Extract provided
□ □ □ □

What's interesting is: this movie has no audience. It'd be perfect gateway horror w/o 1 gory death and 2 nipple shots.

Otherwise, it's like feature-length Goosebumps. That's not so much criticism as just observation.
This is NOT a scary movie 😂 But it's "spooky." Does anyone remember the kids' horror series, Are You Afraid of the Dark? This took me back to that.

The acting is so awful that no tension ever has a chance to build. And that's ... fine. If you're watching w/ the right mindset 😅
But there's no way to be scared when your main characters look like this. Big and little brother, tons of "it was all a dream" scenes, and then "DOUBLE FAKE OUT SCARE! WHOA!" Classic Goosebumps tactics. This is summer camp scary and that's okay.
I agree w/ @AmyTheus4 that it's far more funny than scary.

□ □ □ □

Records shown
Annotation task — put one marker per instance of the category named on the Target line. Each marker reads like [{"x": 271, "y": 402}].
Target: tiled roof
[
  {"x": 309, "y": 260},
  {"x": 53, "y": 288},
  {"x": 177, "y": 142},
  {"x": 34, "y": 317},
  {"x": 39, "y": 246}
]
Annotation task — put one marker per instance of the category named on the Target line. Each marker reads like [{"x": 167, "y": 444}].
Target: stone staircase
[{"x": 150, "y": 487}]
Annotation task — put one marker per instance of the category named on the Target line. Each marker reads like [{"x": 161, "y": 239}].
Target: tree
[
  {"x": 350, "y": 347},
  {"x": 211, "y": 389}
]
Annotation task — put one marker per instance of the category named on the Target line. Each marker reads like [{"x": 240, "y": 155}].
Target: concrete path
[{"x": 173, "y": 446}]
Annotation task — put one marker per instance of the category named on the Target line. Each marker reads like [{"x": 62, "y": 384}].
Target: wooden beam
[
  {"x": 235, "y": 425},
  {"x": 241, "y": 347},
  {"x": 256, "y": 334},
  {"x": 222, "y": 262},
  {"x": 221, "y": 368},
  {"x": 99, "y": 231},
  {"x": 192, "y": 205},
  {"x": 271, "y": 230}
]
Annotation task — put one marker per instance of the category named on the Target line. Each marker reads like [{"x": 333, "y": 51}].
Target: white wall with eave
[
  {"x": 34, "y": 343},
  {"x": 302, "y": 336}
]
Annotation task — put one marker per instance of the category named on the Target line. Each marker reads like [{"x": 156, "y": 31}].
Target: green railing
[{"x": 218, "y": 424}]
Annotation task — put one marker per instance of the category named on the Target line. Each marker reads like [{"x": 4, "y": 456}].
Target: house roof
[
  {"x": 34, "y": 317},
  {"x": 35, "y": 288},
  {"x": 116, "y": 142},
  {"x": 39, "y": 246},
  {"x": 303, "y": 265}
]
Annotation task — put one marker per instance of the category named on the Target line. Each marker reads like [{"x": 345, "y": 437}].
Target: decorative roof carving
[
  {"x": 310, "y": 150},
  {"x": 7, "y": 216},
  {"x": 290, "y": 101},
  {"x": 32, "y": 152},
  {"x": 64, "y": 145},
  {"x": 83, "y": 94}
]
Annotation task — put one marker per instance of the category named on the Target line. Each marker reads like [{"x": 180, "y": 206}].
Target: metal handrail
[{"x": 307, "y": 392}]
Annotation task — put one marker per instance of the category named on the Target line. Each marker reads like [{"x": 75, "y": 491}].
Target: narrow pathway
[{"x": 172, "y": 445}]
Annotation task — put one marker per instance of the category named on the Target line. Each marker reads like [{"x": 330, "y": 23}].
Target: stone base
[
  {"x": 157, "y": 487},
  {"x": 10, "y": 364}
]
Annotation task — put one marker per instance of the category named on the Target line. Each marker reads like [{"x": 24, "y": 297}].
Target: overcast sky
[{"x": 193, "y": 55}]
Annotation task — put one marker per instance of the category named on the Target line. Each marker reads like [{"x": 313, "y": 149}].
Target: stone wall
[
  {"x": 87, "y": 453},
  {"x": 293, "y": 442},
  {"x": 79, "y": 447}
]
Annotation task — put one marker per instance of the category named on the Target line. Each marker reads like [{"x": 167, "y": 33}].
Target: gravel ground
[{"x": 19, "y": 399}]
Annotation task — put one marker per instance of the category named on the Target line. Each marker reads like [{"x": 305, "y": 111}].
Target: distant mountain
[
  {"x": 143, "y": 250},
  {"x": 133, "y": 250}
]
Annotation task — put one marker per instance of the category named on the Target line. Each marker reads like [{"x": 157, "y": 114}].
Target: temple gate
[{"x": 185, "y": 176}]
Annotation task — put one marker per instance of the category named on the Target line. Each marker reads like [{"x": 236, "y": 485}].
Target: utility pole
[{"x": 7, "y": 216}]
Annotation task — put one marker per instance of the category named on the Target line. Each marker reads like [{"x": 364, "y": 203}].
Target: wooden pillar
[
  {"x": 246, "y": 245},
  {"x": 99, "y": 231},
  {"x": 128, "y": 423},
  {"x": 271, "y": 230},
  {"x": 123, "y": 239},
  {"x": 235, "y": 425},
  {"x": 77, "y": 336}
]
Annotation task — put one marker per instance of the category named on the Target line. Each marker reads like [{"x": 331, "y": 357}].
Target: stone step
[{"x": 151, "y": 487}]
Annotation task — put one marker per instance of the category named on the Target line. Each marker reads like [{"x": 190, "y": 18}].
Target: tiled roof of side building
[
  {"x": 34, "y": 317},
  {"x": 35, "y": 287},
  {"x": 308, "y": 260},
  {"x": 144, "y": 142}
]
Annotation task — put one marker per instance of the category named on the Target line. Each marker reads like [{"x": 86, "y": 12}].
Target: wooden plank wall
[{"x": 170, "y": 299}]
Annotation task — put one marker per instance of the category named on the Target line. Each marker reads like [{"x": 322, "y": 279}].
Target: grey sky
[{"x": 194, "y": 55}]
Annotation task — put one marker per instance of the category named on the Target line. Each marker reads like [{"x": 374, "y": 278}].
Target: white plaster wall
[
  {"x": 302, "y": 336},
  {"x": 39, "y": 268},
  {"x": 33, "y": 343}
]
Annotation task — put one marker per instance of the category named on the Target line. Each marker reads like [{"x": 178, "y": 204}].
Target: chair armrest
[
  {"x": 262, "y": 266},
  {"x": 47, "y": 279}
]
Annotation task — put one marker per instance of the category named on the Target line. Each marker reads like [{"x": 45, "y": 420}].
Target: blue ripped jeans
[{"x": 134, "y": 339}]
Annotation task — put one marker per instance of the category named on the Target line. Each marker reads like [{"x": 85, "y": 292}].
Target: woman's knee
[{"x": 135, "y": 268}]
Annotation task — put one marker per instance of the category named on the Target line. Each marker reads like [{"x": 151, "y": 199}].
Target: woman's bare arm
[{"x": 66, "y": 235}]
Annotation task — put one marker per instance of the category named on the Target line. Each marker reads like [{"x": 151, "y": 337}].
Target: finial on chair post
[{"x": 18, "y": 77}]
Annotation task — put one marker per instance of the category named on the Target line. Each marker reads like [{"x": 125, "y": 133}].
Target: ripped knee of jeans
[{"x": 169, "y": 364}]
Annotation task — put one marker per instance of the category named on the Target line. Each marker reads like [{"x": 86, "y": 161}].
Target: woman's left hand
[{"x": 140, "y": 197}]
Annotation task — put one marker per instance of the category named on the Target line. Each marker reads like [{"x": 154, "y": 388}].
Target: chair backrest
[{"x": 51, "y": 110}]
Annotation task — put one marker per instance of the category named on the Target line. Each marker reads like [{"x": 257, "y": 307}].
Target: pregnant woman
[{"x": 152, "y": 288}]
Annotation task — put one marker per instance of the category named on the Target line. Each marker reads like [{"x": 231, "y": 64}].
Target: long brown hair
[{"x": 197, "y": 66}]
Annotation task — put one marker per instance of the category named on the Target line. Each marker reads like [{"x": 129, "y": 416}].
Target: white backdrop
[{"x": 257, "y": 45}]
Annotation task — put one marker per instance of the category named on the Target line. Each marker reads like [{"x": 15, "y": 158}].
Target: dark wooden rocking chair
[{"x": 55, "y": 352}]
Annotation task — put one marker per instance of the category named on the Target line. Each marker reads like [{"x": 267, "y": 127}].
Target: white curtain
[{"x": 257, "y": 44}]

□ □ □ □

Given task
Carry on the informal commentary about the "spooky," Goosebumps-style horror movie, starting after its final sentence. The records have no connection to the movie commentary.

Reply to the task
That's okay - I think of it along the same lines as what Friday the 13th was trying to be. But since there are f-words and one GORY death, you can't show it to kids, even though it's made on their level. Kind of a shame.
W/ a little tweaking, Phantasm would belong on lists w/ Gremlins and Poltergeist as gateway horror. If it's supposed to be REAL horror, it's not even close!

But we got a sweet Batman reference out of it. And Phantasm ITSELF makes a reference to DUNE w/ its own pain box.
I like that horror has room to be silly. But the ending still pushes feelings of anticlimax w/ its double fakeout. What ruined Nightmare on Elm Street here is just a little more ... expected?

And hopefully the sequels have more Jodorowsky imagery because THAT I can get into!
I want to elaborate on one more thing: "it was all a dream."

If you want a sense of the surreal, you establish a world where being a dream doesn't make a DIFFERENCE, not one where people wake up from spooky nightmares fine.

That's the core groundedness that holds this back.
Despite being defensible as a small-budget movie, Phantasm had 30 times as much money as Eraserhead. That's a movie that feels maddening - the core of Lovecraft stories - because reality feels CONSISTENTLY UNCERTAIN.

If weird stuff is just bad dreams, we can't get that feeling.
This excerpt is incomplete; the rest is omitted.